**Texto:**
Em Um amante tímido de Giraut de Bornelh, a angústia do protagonista que não sabe como se dirigir à sua amada é o tema central. A angústia surge pela falta de certeza acerca das reações – e da aceitação – da dama frente a seu cortejo, e este é um excelente motivo para que sua alma se dilacere ante a dúvida e se sinta agonizante. Aqui reaparece a dúvida diante do destino e toda a melancolia que ela causa, diferentemente da representação literária dos homens da segunda fase humana – as culturas fechadas –, que, por estarem certos sobre seus caminhos, não conhecem o medo e a dúvida, e, portanto, não experenciam a angústia.

Eu gostaria de explorar ainda o tema da angústia, colocando-a como possível causa da necessidade do apego fervoroso dos cortesãos às suas amadas. Se a era cristã instituiu a divisão do ser humano em corpo e alma, e as manifestações de ambas as partes do homem não coincidem exatamente – e muitas vezes caminham em direções opostas –, parece que por isso a angústia está aí instalada. Não se duvide que, a partir desta angústia, a alma necessite de um apoio em que encontrará seu alívio, algo em que crer fervorosamente. Este algo pode bem ser os símbolos da própria religião cristã, ou alguma parte de seus mitos, como, por exemplo, a história e o sofrimento de Nossa Senhora. Este exemplo parece ser um ponto de partida importante em relação à valorização da mulher na sociedade que conheceu o despertar da poesia trovadoresca – que, aliás, por seu próprio termo nos remete à necessidade de procurar e encontrar alguma coisa (e quem procura algo busca-o por alguma necessidade não preenchida para o conforto corporal ou espiritual). A necessidade de prosternar-se diante de uma mãe e a obtenção de sua proteção advém deste sentimento de angústia de que falei acima. Necessariamente, quando este sentimento escorre das bordas da religião e adentra o domínio do mundano, o objeto aliviador da angústia também muda, ainda que a necessidade de amar e ser protegido permaneça intacta, já que esta necessidade é a expressão da consciência de um tempo histórico.

**O que fazer:**
1. Segundo o texto sobre a angústia na poesia trovadoresca, qual é o tema central de "Um amante tímido", de Giraut de Bornelh?
2. Transcreva, do texto sobre a angústia na poesia trovadoresca, tudo o que vai de "Em Um amante" até "experenciam a angústia.".
3. Dê prosseguimento ao texto sobre a angústia na poesia trovadoresca a partir do ponto em que ele termina.

**Dados fornecidos:**
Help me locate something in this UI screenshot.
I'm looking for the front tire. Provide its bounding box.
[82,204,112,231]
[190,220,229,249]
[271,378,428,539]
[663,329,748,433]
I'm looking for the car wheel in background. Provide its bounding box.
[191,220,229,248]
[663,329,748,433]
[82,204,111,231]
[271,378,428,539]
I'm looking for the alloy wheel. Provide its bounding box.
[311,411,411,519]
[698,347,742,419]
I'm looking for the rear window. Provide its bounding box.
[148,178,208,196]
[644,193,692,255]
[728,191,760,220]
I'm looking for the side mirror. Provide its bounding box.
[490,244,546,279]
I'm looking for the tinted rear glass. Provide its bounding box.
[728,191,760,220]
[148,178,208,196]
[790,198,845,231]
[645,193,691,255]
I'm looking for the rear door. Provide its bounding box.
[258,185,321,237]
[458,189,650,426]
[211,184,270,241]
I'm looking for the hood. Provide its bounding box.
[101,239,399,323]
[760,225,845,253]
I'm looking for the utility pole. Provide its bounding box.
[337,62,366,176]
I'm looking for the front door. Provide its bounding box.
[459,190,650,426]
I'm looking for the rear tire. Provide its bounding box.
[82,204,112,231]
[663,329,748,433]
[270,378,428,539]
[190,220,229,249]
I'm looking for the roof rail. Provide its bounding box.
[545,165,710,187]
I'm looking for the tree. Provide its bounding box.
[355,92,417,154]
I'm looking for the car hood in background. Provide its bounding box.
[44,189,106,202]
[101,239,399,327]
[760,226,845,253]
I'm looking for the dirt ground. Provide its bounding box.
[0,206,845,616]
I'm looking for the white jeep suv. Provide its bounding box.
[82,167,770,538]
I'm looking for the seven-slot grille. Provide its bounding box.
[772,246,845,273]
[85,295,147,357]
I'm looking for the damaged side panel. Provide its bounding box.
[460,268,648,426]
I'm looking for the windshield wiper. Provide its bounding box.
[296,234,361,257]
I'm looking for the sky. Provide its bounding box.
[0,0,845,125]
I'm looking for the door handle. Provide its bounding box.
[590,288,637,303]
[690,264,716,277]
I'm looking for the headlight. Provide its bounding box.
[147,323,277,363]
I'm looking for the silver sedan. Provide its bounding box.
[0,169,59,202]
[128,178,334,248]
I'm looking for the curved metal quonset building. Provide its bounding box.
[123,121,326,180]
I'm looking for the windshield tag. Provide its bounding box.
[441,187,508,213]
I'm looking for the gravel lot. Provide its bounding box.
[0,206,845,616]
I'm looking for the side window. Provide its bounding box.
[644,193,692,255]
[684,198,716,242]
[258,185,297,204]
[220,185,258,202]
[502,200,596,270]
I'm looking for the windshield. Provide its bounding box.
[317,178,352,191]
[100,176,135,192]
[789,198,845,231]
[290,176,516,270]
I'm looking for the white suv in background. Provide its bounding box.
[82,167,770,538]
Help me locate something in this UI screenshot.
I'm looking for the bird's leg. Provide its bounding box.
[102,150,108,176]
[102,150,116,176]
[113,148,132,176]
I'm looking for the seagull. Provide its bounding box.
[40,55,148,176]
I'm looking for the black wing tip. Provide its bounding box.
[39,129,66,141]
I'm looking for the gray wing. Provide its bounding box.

**Respostas às tarefas:**
1. A angústia do protagonista que não sabe como se dirigir à sua amada.

2.
Em Um amante tímido de Giraut de Bornelh, a angústia do protagonista que não sabe como se dirigir à sua amada é o tema central. A angústia surge pela falta de certeza acerca das reações – e da aceitação – da dama frente a seu cortejo, e este é um excelente motivo para que sua alma se dilacere ante a dúvida e se sinta agonizante. Aqui reaparece a dúvida diante do destino e toda a melancolia que ela causa, diferentemente da representação literária dos homens da segunda fase humana – as culturas fechadas –, que, por estarem certos sobre seus caminhos, não conhecem o medo e a dúvida, e, portanto, não experenciam a angústia.

3.
É em função de tudo isso que, para o trovador, amar é uma necessidade, e não simplesmente um capricho ou uma coincidência. Sobretudo amar uma mulher hierarquicamente superior, o que no contexto social dos trovadores poderia equivaler a uma relação de suserania e vassalagem entre os amantes, uma vez que o estado amoroso do homem na poesia provençal exige seu servilismo em relação à amada. Evidentemente o culto à imagem feminina dentro do cristianismo transpõe aqui as barreiras da religião para adentrar no domínio do que é mundano. A partir disso, verifica-se que todo o apelo ardoroso dispensado a Nossa Senhora, é, paralelamente, na poesia provençal, direcionado à dona: o homem a serve e se sente alienado diante dela, ela o fascina e se torna objeto de sua devoção.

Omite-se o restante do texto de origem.